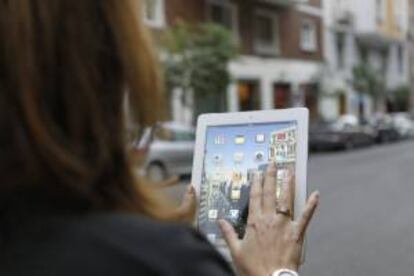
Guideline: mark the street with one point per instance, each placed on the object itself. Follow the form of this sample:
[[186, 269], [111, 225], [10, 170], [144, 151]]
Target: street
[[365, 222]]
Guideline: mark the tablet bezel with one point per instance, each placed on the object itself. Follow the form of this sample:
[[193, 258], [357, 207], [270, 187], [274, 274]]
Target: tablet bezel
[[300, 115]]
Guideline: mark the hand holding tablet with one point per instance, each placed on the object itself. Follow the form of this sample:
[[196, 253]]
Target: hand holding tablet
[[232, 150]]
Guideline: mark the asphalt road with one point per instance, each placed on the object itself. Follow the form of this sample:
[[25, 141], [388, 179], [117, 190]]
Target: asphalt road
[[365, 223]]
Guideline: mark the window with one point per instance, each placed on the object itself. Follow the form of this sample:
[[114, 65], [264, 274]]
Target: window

* * *

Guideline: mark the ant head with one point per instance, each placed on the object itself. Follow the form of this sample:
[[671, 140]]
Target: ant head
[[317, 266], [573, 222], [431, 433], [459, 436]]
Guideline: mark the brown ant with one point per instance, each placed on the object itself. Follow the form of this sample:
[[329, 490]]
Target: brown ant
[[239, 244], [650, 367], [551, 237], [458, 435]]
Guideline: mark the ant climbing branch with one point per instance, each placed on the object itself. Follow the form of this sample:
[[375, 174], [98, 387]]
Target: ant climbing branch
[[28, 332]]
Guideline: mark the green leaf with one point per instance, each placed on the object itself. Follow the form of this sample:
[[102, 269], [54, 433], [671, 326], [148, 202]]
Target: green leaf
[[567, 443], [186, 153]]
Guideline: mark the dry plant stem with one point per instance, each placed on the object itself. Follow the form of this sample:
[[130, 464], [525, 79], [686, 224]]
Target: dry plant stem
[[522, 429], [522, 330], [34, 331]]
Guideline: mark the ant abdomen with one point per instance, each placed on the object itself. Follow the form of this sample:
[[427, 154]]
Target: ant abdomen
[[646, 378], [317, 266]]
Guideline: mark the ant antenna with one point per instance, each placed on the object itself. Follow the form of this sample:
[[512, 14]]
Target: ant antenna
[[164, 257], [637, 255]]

--

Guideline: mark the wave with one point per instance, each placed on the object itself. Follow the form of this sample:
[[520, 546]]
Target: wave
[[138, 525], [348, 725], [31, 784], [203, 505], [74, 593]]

Your task ::
Transcribe the lines from the one containing "Guideline: mark the tablet" through the one containing "[[300, 115]]", with both end lines included. Reproduce only those lines.

Exercise output ::
Guideline: mark the tablet bezel with one point per instance, each placed on the object itself. Follow the form of this sample:
[[193, 258], [357, 207], [270, 187], [274, 274]]
Target: tablet bezel
[[300, 115]]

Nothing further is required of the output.